Please give the records below again with every "drop a marker" replaced by "place a dot" and nothing else changed. Leave the pictures out.
______
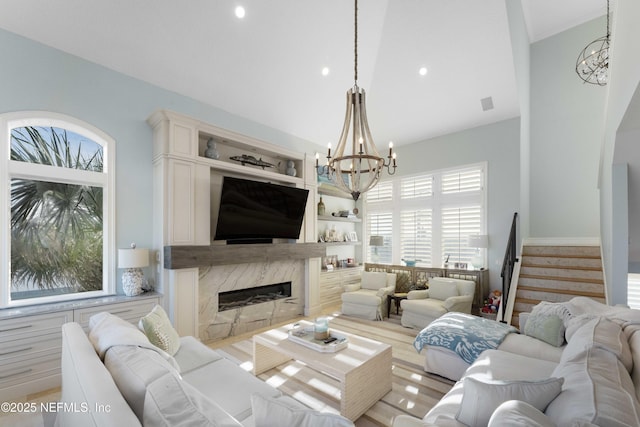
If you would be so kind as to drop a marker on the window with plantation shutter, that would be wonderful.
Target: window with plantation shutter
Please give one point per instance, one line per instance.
(381, 192)
(462, 181)
(415, 235)
(413, 187)
(432, 213)
(380, 224)
(456, 225)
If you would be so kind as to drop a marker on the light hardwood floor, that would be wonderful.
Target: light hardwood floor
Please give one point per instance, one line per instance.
(414, 391)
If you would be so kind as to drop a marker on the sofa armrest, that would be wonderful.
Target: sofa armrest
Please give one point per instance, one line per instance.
(418, 294)
(383, 292)
(351, 287)
(409, 421)
(459, 303)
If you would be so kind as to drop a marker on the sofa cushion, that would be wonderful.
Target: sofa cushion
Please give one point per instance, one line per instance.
(276, 412)
(170, 401)
(157, 327)
(597, 389)
(602, 333)
(235, 395)
(519, 413)
(193, 354)
(133, 369)
(442, 289)
(373, 280)
(481, 398)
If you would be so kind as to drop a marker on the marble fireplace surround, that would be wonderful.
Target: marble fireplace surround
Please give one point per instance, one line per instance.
(224, 268)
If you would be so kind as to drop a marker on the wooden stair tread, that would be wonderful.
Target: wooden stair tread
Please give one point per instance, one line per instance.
(562, 279)
(561, 267)
(559, 291)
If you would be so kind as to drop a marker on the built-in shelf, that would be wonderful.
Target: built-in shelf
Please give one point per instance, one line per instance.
(337, 218)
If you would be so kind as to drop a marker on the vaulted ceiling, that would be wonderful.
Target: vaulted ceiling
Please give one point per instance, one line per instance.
(267, 67)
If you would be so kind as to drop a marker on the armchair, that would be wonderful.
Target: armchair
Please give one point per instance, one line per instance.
(444, 295)
(366, 298)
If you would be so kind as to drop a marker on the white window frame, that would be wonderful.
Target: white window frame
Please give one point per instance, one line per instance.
(436, 201)
(16, 169)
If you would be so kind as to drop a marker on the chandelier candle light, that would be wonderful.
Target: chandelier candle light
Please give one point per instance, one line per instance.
(132, 260)
(356, 165)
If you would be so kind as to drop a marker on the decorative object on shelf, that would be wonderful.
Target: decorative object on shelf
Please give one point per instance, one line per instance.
(480, 242)
(376, 241)
(361, 163)
(245, 159)
(321, 208)
(291, 168)
(212, 150)
(132, 260)
(592, 65)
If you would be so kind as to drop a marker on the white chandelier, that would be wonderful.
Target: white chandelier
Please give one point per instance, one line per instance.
(356, 164)
(593, 62)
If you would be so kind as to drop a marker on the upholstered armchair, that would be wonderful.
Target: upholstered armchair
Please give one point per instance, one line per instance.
(444, 295)
(368, 298)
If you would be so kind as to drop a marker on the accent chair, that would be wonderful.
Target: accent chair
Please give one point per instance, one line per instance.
(444, 295)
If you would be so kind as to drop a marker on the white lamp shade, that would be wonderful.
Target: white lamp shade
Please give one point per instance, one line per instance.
(478, 241)
(133, 258)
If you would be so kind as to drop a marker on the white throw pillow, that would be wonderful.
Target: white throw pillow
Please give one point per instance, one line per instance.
(519, 413)
(276, 412)
(442, 289)
(158, 329)
(480, 399)
(597, 389)
(133, 369)
(373, 280)
(169, 401)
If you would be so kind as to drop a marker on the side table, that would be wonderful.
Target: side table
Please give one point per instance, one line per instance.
(396, 298)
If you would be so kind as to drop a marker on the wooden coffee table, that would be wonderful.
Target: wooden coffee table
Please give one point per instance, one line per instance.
(363, 368)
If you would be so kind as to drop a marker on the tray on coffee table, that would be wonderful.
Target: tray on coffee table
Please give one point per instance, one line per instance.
(303, 335)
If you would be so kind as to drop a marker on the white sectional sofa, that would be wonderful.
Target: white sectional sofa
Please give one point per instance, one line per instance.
______
• Output for this exercise:
If you would be so kind as to place a dot on the window with plantation shutter, that would be wonderful.
Target: window with plantation shutter
Please give one point per instance, one line per instance.
(381, 192)
(462, 181)
(415, 235)
(413, 187)
(432, 213)
(380, 224)
(456, 225)
If you would be so kind as to place a dot on the light hardwood floor, that would be wonderful.
Target: light hardwood floor
Please give one point per instance, one line per instance.
(414, 391)
If you would be so kind as to place a dot on the sofa armrest, that would be wonderful.
Target: sofa armrest
Please give one point per instance, one line per instance.
(418, 294)
(383, 292)
(351, 287)
(409, 421)
(459, 303)
If you would be so kind as to place a dot on the sofa cushion, that would be wonderful.
Target: sofa cushion
Please give one point per instance, one line per instance.
(276, 412)
(170, 401)
(157, 327)
(597, 389)
(602, 333)
(235, 395)
(519, 413)
(193, 354)
(133, 369)
(442, 289)
(373, 280)
(481, 398)
If you would be so kind as to place a dot on the marble fireplace surround, that would be wonderful.
Target: marble fireplace surround
Please give one point per instance, one line per instance.
(224, 268)
If you would be so kind as to place a dot on the wooden stair tread, that would be wonderful.
Target: wooden stair tread
Please give one point per instance, one line per instance.
(562, 279)
(561, 267)
(559, 291)
If you would be so kind as to place a dot on the built-in shelf, that would be wonderful.
Target: built-in shelf
Please give one point per instance, one line per instance.
(337, 218)
If you would be so kind as to place a dot on the vaulted ceiling, that would be wonderful.
Target: vaulted ceiling
Please give one point per instance, one line per instance.
(267, 67)
If you would be so kind as to place a dot on the armchair, that would be wonderful.
Target: armchair
Please give one point per instance, one line per instance.
(444, 295)
(366, 298)
If you would be so kind as to place a dot on the white window frame, that would be wonderful.
Target: white window frame
Please give one point per instance, one line per instance.
(436, 201)
(16, 169)
If you would be so kind as to place a dot on the chandelier candle light, that would be wonderful.
Target: chandelier candle light
Please give one point per instance, one line per instance.
(132, 260)
(356, 165)
If you would be so kind as to place a dot on the decorative object on shelf, that would be wonderful.
Target: decorative object on shelf
Please give one point per instance, one line per instance.
(480, 242)
(376, 241)
(361, 163)
(245, 159)
(321, 208)
(291, 168)
(212, 150)
(132, 260)
(592, 65)
If you would be so kind as to place a dot on the white chandelier, that would be wonderful.
Target: white chandelier
Please give one point per instance, one line per instance.
(356, 164)
(593, 62)
If you would be so kind as to place a dot on the upholstered armchair, that would be wonderful.
Target: upholstered armchair
Please give one point per instance, one line per instance.
(444, 295)
(368, 298)
If you would be so kind as to place a dot on the accent chair, that would be wonderful.
Target: accent chair
Please give one point per instance, one line per instance.
(444, 295)
If you would be so kind as to place a dot on the white lamp shade, that would be wonderful.
Target: white lamp shade
Please give one point per instance, one line per instance.
(478, 241)
(133, 258)
If you would be so kind as to place a dot on the white throw pillow, that would be wonderful.
Target: white throw pillow
Please give one point per instance, one line per instance.
(519, 413)
(276, 412)
(442, 289)
(158, 329)
(480, 399)
(597, 389)
(133, 369)
(373, 280)
(169, 401)
If you would be so kind as to place a dot on the side table, that would be wonderful.
Target: side table
Please give one point per instance, one line per instance.
(396, 298)
If you would be so kind as to place a dot on the wooden coffee table, that would be wonderful.
Target: wooden coffee table
Please give one point per instance, one line per instance.
(363, 368)
If you would be so kind as to place a dot on the tray on coffee table, that would be wonderful.
Target: tray on coffee table
Please give one point per instance, one line per instance.
(303, 335)
If you would be so kind as to place a dot on the white sectional sofa, that would be wonderful.
Target: white sectional sofa
Please give one point per instance, one line per instance.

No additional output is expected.